What the exercise asks: Reproduce every one of the following lines word for word, and leave the pictures out of your answer.

——————

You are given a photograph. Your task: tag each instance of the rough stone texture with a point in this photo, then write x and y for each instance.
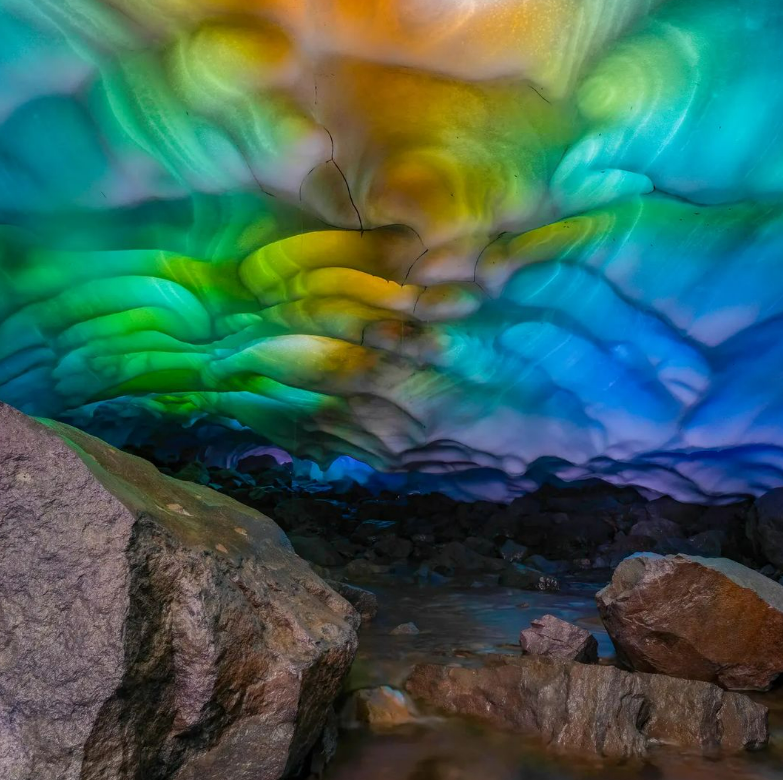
(517, 575)
(383, 707)
(365, 602)
(316, 550)
(765, 526)
(596, 709)
(698, 618)
(549, 636)
(151, 628)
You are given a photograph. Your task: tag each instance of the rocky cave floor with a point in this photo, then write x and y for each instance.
(442, 579)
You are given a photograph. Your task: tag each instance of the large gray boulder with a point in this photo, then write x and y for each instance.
(706, 619)
(764, 526)
(574, 707)
(151, 627)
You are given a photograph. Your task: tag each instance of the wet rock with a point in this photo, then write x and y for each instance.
(546, 566)
(361, 570)
(684, 515)
(369, 531)
(425, 575)
(456, 557)
(656, 528)
(765, 526)
(393, 548)
(383, 707)
(599, 709)
(554, 638)
(699, 618)
(345, 548)
(363, 601)
(405, 629)
(297, 513)
(511, 551)
(317, 550)
(151, 626)
(482, 546)
(194, 472)
(708, 544)
(517, 575)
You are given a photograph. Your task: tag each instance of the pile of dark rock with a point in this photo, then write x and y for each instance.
(559, 532)
(691, 635)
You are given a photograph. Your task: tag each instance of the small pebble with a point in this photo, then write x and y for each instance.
(405, 629)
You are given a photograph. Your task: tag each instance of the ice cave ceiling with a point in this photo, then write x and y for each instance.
(480, 239)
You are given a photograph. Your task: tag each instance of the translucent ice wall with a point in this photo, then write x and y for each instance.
(460, 237)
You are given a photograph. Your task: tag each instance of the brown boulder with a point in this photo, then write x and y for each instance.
(549, 636)
(151, 627)
(705, 619)
(383, 707)
(596, 709)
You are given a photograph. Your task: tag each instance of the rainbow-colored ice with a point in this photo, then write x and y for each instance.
(476, 238)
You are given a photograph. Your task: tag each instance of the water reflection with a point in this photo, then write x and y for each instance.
(477, 620)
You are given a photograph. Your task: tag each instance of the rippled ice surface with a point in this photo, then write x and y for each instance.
(481, 620)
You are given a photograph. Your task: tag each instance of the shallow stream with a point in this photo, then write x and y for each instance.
(474, 620)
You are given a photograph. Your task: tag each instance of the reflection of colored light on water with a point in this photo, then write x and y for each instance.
(451, 237)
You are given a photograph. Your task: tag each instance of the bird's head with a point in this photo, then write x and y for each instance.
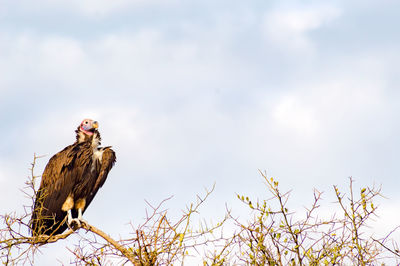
(86, 130)
(88, 126)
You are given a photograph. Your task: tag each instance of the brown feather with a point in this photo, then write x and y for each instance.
(73, 171)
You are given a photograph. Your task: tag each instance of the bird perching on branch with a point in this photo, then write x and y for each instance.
(70, 181)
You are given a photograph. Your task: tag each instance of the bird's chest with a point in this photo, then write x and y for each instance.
(96, 159)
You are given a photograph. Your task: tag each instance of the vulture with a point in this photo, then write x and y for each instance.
(70, 181)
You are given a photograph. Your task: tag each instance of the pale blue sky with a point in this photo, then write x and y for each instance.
(195, 92)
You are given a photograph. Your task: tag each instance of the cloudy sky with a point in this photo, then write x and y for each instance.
(192, 93)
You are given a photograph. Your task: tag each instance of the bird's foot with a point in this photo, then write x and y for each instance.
(74, 223)
(83, 222)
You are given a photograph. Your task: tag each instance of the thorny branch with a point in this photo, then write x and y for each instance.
(272, 235)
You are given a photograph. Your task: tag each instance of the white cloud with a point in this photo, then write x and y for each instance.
(290, 26)
(90, 8)
(295, 116)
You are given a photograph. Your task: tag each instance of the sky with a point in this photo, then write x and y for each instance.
(192, 93)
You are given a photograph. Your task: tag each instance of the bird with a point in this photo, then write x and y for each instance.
(70, 181)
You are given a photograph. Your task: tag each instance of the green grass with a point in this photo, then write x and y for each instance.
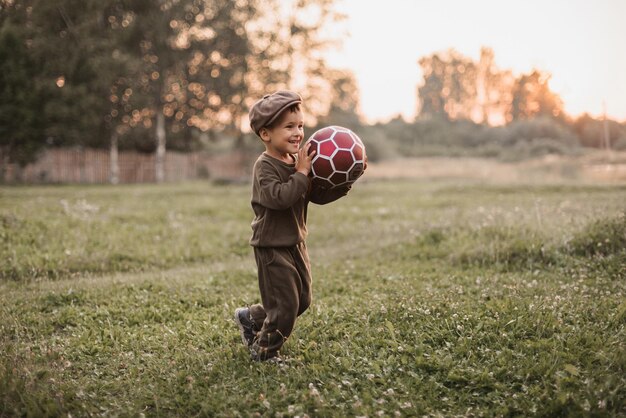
(430, 298)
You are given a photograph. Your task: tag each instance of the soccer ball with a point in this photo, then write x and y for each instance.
(339, 159)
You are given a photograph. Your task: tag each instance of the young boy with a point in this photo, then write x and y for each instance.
(281, 191)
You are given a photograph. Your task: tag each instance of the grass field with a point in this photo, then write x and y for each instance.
(430, 298)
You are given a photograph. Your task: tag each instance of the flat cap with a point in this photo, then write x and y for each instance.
(266, 110)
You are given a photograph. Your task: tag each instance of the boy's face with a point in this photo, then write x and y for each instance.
(286, 135)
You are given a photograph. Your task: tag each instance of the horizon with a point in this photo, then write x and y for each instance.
(565, 40)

——————

Task result:
You are given a photograph. Your task: tag each instance of the rough stone texture with a point in this photo, then write x and y for each instance.
(517, 575)
(383, 707)
(365, 602)
(316, 550)
(765, 526)
(596, 709)
(698, 618)
(549, 636)
(151, 628)
You are given a photograph. Your task: tag each instance of the rocky cave floor with a point in this photo, then write x and y for each instance.
(442, 579)
You are given a photograph. Your task: tag each instance of the large gray boulder with a point in this photo, then write x and y for each instance.
(706, 619)
(764, 526)
(574, 707)
(151, 627)
You are given a photograph. Your task: tag each instance of the wet rock with a point in this photo, then write x and y for each instance.
(546, 566)
(361, 570)
(684, 515)
(369, 531)
(425, 575)
(456, 557)
(656, 528)
(765, 526)
(393, 548)
(383, 707)
(599, 709)
(554, 638)
(699, 618)
(345, 548)
(363, 601)
(405, 629)
(297, 513)
(511, 551)
(317, 550)
(151, 626)
(482, 546)
(194, 472)
(708, 544)
(517, 575)
You are given a photograph. Your task: tag each instance of the pile of dark rock with a point in this photo, then write x and y for each instance.
(559, 532)
(691, 635)
You are given a photograph. Your task: tag each instance of the small pebble with a point in this photo, then write x and y for each instance.
(405, 629)
You are given a photograph. Your task: tag each instance of the ice cave ceiling with a point in this photo, then write x and y for each instance.
(480, 239)
You are given a photograph. Your task: tag each instance of the translucent ice wall with a point in this photo, then write x and y for each instance.
(460, 237)
You are given a photograph. Your task: tag each instance of the brown boulder with a point in this photo, then write x and y for each instance.
(549, 636)
(151, 627)
(705, 619)
(383, 707)
(596, 709)
You are given a photograph. Your task: tag each instance of the rainbow-colored ice with a point in this photo, then write x and y for each instance.
(476, 238)
You are given a photograph. Your task: tag each instance of the water reflection with a point in this photo, then write x and y for each instance.
(477, 620)
You are given a photograph. Your task: tag each instance of the rippled ice surface with a point in this photo, then write x and y for each instance.
(481, 620)
You are given a photograph. Your task: tag each instance of the shallow stream with a point in this photo, then write x and y for each instance.
(474, 620)
You are given a photograph. Your task: tag each instance of the reflection of colored light on water with a point in this photo, then write x and y for each instance.
(451, 237)
You are given a photograph. Your task: tag each instance of the bird's head with a point in this photo, then write x and y for each instance.
(86, 130)
(88, 126)
You are given a photograph. Your task: tag each instance of the brown feather with a point in this photo, then write x and y for each instance.
(73, 171)
You are given a photograph. Your task: tag each instance of the bird perching on branch with a point in this photo, then write x and y for each instance.
(70, 181)
You are given a photograph. Your task: tag each instance of the bird's chest with a point in this photo, then write x and y for each instance.
(96, 159)
You are given a photograph. Your task: tag each instance of the vulture with a point in this photo, then write x and y for each instance.
(70, 181)
You are given a photograph. Your task: tag each instance of the pale blue sky with a point in this photo, then write x and y for each instance.
(195, 92)
You are given a photograph. Your task: tag each instance of the cloudy sky with a point in this photo, then write x and y for each instance.
(192, 93)
You are given a photograph. Your task: tag each instance of the bird's foot with a point in this photo, then write x and y for each instance.
(74, 223)
(83, 222)
You are given a photograph. Your task: tag each instance of the thorny branch with a point in this photo, then write x and y for each instance.
(272, 235)
You are given a photograph. Your task: tag each instance of the white cloud with a point in this photo, then write x and y for each instance.
(290, 26)
(90, 8)
(295, 116)
You are given a photograph. Your task: tag each instance of the sky with a point in this photo, then write x and y for each instance.
(192, 93)
You are given a photograph. Your task: tag each instance of the bird with a point in this photo, then write x and y for each instance.
(70, 181)
You are given a photograph. Your task: tag each instance of the green grass with a point in this photo, then write x and y for each instance.
(430, 298)
You are given a photograph. Your task: tag each instance of the soccer ball with a point in this photo, then write x and y for each instance.
(339, 159)
You are given a photograph. Your task: tag each instance of the young boy with a point in this photo, then write x and y for each instance.
(281, 191)
You are given a photograph. Your task: tag each instance of the grass field with a point in this photo, then write x and y for each instance.
(430, 298)
You are given a photograph. Your task: tag each instance of the flat cap with a point in this photo, then write x and y for each instance.
(266, 110)
You are given a photograph. Your task: tag each instance of the boy's face with a point in this photo, then write x and y for each instance.
(286, 135)
You are given a photograph. Your task: tag each instance of the horizon with a point in this photo, then write x and y for each instance.
(565, 40)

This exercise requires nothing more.